_EXERCISE GOAL_. Report only how many lines in the listing below contain the string "white".

_DATA_.
● ● ● ● ●

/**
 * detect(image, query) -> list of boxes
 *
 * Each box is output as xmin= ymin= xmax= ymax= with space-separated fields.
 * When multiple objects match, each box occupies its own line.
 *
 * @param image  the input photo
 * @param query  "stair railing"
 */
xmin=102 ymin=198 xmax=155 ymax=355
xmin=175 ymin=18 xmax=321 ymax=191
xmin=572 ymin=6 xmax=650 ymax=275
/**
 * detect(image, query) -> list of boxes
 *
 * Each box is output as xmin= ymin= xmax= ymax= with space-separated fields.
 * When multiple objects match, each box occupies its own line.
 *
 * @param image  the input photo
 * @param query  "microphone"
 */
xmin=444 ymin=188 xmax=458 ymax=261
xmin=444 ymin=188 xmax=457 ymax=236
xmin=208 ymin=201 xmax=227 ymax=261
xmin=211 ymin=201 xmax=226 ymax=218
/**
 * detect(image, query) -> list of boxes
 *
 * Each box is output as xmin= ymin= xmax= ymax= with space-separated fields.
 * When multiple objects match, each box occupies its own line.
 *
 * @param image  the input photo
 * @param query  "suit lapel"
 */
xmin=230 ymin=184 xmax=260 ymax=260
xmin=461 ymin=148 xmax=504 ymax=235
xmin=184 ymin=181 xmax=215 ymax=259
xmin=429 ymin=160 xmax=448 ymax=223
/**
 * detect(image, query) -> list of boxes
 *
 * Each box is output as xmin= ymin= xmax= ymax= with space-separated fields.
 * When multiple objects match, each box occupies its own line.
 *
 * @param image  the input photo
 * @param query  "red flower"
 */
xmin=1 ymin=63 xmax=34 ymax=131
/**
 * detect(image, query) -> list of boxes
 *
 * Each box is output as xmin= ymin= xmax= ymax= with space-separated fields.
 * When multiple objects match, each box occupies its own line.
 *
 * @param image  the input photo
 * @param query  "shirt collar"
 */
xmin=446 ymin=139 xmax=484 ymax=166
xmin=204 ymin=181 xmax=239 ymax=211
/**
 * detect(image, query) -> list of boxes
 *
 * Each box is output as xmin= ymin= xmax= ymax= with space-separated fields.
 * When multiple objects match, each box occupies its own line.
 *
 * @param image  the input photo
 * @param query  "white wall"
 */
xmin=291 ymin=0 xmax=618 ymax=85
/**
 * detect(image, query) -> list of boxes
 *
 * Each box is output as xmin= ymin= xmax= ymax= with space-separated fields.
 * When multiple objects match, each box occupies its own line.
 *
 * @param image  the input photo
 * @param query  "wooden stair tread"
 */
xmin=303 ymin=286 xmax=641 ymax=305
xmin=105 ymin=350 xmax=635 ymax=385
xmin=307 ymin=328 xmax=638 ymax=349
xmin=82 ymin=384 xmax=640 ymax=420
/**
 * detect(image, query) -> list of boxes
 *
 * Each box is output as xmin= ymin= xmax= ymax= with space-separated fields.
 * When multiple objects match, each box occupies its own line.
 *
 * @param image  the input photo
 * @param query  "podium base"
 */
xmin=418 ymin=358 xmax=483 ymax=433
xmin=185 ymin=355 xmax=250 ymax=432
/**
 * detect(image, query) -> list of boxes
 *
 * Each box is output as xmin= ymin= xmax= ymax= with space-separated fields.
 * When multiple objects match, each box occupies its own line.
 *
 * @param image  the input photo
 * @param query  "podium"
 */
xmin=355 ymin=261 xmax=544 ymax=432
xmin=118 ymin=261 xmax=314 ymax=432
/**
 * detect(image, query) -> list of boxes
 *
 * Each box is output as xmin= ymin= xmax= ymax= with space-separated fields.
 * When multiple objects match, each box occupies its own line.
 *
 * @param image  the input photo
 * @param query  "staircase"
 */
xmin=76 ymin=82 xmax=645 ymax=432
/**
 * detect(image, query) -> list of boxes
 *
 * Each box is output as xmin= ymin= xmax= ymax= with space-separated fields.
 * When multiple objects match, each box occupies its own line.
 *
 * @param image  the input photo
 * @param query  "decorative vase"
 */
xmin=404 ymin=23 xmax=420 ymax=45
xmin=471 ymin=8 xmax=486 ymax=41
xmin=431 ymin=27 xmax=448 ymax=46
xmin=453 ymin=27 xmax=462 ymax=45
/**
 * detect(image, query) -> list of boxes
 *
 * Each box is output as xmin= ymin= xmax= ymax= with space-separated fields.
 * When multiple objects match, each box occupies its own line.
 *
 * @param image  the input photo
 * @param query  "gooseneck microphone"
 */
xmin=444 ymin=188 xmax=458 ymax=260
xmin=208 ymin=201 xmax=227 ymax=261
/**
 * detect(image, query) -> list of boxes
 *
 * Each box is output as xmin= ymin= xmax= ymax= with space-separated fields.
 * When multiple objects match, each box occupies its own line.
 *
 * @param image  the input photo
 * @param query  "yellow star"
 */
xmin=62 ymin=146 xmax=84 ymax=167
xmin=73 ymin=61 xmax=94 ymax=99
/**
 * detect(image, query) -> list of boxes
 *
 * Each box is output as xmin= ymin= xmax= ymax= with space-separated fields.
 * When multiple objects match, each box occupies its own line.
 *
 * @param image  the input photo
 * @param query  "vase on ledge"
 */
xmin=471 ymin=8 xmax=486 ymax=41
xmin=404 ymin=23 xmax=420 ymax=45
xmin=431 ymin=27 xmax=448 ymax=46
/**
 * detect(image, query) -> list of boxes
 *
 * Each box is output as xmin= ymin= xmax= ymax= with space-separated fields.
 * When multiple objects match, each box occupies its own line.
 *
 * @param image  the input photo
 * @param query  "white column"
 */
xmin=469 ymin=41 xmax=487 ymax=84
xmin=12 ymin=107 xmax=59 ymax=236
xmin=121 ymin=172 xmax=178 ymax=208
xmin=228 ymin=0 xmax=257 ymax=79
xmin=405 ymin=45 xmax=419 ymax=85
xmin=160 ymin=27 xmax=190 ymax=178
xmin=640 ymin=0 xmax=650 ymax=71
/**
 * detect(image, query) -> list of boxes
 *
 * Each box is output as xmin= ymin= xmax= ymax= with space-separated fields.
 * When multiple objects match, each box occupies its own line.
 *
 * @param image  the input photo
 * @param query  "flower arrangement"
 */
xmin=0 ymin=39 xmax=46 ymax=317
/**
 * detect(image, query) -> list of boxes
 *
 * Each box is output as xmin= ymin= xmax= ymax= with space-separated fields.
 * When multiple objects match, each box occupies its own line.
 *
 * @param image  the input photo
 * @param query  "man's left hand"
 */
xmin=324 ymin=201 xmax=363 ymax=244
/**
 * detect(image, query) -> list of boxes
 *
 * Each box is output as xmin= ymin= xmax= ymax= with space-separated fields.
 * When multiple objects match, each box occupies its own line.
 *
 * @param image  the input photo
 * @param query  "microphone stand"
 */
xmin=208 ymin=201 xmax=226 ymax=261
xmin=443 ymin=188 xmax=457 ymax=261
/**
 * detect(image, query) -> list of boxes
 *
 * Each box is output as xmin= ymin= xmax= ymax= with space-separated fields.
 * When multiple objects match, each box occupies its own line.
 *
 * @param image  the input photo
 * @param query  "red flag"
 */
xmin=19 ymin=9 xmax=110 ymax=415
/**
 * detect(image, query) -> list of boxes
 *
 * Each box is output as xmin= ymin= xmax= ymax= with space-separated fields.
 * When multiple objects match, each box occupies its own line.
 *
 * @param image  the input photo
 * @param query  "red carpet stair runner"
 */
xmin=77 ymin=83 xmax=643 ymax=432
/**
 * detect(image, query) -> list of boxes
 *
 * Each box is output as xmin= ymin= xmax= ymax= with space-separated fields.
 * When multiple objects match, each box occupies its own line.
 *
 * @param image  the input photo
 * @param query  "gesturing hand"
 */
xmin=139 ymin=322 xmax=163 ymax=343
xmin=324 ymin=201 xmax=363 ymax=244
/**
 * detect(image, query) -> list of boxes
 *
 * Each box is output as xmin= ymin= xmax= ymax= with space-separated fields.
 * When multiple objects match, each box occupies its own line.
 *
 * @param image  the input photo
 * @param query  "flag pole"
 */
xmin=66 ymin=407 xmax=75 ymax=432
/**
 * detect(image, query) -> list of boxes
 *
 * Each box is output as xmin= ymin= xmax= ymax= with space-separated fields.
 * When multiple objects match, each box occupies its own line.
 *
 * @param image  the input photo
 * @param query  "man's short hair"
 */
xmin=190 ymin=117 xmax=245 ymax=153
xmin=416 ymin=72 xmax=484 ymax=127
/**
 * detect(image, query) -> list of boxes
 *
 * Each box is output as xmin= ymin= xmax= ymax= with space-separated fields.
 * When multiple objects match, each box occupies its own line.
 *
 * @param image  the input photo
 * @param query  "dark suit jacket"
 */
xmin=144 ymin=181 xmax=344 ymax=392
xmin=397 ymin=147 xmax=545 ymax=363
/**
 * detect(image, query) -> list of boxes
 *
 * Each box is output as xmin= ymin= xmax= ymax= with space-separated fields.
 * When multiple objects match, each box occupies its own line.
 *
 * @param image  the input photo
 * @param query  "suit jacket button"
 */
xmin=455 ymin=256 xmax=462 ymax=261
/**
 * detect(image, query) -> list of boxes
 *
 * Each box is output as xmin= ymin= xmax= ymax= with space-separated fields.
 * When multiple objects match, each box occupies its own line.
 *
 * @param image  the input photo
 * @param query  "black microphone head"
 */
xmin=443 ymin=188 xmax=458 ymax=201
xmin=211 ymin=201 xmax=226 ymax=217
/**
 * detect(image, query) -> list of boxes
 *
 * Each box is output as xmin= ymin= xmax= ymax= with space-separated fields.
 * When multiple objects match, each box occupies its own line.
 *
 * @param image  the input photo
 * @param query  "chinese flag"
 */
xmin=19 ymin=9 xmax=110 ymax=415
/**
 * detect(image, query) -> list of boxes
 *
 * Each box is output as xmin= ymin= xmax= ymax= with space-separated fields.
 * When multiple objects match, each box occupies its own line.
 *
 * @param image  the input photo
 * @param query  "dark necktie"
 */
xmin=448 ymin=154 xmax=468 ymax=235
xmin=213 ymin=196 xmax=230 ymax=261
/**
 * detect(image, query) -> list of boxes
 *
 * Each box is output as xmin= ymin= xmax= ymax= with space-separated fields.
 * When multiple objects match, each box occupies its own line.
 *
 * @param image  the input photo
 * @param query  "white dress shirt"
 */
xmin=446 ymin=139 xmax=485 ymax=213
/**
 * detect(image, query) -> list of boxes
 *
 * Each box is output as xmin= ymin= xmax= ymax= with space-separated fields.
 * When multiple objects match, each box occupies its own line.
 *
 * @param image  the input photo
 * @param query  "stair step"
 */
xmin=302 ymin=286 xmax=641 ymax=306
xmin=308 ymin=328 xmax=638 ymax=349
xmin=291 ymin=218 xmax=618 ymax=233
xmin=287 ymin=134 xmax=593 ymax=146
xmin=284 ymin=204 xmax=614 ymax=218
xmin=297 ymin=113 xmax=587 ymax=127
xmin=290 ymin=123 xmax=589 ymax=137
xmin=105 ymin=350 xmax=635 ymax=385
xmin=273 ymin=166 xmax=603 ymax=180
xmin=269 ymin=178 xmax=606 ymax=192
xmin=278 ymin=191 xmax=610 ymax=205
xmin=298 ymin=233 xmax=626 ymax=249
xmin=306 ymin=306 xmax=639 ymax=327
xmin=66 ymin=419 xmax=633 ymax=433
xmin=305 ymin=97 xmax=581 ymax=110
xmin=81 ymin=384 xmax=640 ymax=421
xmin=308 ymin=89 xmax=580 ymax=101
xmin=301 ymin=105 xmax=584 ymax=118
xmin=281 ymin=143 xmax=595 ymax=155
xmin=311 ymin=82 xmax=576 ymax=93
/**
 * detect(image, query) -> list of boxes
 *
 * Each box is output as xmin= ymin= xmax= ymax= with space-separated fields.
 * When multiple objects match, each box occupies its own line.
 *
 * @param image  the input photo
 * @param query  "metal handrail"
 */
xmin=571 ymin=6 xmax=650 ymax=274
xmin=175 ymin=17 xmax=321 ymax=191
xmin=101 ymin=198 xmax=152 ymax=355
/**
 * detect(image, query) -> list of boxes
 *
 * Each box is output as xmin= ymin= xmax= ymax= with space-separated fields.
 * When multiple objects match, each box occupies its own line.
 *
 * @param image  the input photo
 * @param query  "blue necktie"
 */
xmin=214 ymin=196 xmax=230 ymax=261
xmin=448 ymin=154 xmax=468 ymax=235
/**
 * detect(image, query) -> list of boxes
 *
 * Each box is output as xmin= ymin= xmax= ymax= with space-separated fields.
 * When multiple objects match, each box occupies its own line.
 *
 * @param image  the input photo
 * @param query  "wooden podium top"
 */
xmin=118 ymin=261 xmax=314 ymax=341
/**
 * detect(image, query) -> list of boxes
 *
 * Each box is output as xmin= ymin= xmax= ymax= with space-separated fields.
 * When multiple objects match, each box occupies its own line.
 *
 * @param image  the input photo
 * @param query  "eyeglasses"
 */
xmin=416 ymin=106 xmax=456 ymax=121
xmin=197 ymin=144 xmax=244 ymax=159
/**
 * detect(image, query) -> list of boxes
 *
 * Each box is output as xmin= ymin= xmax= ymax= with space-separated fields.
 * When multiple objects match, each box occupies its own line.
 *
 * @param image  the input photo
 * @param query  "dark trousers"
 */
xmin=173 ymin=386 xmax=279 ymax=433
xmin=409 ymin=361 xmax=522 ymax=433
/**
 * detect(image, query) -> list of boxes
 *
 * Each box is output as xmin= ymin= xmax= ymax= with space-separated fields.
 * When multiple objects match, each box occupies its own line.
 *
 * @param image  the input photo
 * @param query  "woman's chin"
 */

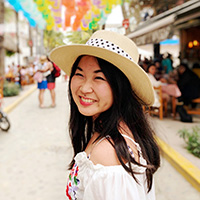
xmin=79 ymin=110 xmax=99 ymax=119
xmin=79 ymin=110 xmax=94 ymax=117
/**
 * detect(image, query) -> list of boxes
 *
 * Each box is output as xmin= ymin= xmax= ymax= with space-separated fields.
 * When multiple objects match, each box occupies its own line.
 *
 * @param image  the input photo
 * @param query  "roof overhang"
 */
xmin=127 ymin=14 xmax=176 ymax=39
xmin=130 ymin=25 xmax=174 ymax=46
xmin=126 ymin=15 xmax=175 ymax=46
xmin=126 ymin=0 xmax=200 ymax=46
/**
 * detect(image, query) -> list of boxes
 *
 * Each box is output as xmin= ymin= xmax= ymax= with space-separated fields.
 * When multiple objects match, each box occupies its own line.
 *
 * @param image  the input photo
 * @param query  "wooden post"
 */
xmin=15 ymin=11 xmax=20 ymax=66
xmin=121 ymin=2 xmax=131 ymax=34
xmin=29 ymin=25 xmax=33 ymax=56
xmin=0 ymin=0 xmax=5 ymax=76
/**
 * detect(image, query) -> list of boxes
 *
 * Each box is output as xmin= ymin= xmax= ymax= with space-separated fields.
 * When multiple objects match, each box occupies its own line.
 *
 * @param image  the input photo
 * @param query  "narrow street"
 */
xmin=0 ymin=79 xmax=72 ymax=200
xmin=0 ymin=79 xmax=199 ymax=200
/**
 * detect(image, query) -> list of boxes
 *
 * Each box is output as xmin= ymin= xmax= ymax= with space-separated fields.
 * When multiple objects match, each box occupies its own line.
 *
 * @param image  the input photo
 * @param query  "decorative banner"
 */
xmin=34 ymin=0 xmax=55 ymax=30
xmin=7 ymin=0 xmax=123 ymax=31
xmin=62 ymin=0 xmax=121 ymax=31
xmin=80 ymin=0 xmax=122 ymax=31
xmin=72 ymin=0 xmax=91 ymax=31
xmin=62 ymin=0 xmax=76 ymax=28
xmin=7 ymin=0 xmax=36 ymax=27
xmin=81 ymin=10 xmax=91 ymax=31
xmin=48 ymin=0 xmax=62 ymax=30
xmin=93 ymin=0 xmax=106 ymax=9
xmin=98 ymin=10 xmax=108 ymax=25
xmin=18 ymin=0 xmax=46 ymax=29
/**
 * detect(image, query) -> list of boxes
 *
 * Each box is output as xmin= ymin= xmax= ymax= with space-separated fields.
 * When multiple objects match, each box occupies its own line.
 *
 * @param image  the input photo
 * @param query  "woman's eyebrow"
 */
xmin=76 ymin=67 xmax=102 ymax=73
xmin=94 ymin=69 xmax=103 ymax=73
xmin=76 ymin=66 xmax=82 ymax=71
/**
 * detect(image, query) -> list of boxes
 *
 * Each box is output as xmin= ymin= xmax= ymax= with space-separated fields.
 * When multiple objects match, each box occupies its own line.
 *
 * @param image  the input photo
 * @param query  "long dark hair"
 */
xmin=68 ymin=55 xmax=160 ymax=192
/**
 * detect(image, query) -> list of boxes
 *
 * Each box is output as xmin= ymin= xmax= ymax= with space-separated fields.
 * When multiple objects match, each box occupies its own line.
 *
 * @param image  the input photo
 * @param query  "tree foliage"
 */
xmin=4 ymin=7 xmax=15 ymax=23
xmin=65 ymin=29 xmax=95 ymax=44
xmin=43 ymin=30 xmax=65 ymax=52
xmin=6 ymin=50 xmax=15 ymax=57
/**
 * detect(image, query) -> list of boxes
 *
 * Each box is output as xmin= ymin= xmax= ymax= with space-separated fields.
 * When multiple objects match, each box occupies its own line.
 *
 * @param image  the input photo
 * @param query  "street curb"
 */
xmin=3 ymin=85 xmax=37 ymax=114
xmin=156 ymin=137 xmax=200 ymax=192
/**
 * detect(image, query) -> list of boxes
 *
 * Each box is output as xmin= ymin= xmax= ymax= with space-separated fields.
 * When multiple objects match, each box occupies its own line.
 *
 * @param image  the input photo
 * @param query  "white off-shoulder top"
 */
xmin=66 ymin=135 xmax=156 ymax=200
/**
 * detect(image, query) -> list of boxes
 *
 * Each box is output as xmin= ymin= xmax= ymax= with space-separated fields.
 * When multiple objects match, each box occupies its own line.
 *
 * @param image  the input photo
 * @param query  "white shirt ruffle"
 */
xmin=67 ymin=151 xmax=155 ymax=200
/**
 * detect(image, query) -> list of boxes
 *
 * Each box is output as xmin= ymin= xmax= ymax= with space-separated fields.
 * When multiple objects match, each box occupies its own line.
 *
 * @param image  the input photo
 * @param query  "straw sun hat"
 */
xmin=40 ymin=55 xmax=48 ymax=63
xmin=50 ymin=30 xmax=154 ymax=106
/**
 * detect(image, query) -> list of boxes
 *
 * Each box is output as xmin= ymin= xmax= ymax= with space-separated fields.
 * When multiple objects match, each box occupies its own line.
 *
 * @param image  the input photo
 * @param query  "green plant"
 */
xmin=43 ymin=30 xmax=65 ymax=52
xmin=178 ymin=126 xmax=200 ymax=158
xmin=3 ymin=81 xmax=20 ymax=97
xmin=65 ymin=30 xmax=94 ymax=44
xmin=6 ymin=50 xmax=15 ymax=57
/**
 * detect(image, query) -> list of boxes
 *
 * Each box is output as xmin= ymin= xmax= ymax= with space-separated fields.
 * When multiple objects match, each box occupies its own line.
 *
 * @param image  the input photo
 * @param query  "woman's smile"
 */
xmin=80 ymin=96 xmax=96 ymax=105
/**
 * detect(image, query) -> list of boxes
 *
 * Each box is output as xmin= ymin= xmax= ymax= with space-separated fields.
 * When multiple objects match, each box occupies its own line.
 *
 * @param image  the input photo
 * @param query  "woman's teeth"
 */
xmin=81 ymin=97 xmax=94 ymax=103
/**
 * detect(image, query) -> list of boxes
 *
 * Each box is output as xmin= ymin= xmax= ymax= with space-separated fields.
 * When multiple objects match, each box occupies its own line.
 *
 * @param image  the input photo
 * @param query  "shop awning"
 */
xmin=127 ymin=15 xmax=176 ymax=46
xmin=127 ymin=14 xmax=175 ymax=39
xmin=126 ymin=0 xmax=200 ymax=46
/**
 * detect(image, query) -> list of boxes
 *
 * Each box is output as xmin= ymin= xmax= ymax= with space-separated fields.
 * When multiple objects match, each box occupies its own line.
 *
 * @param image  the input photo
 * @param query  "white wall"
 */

● ● ● ● ●

_TASK OUTPUT_. 6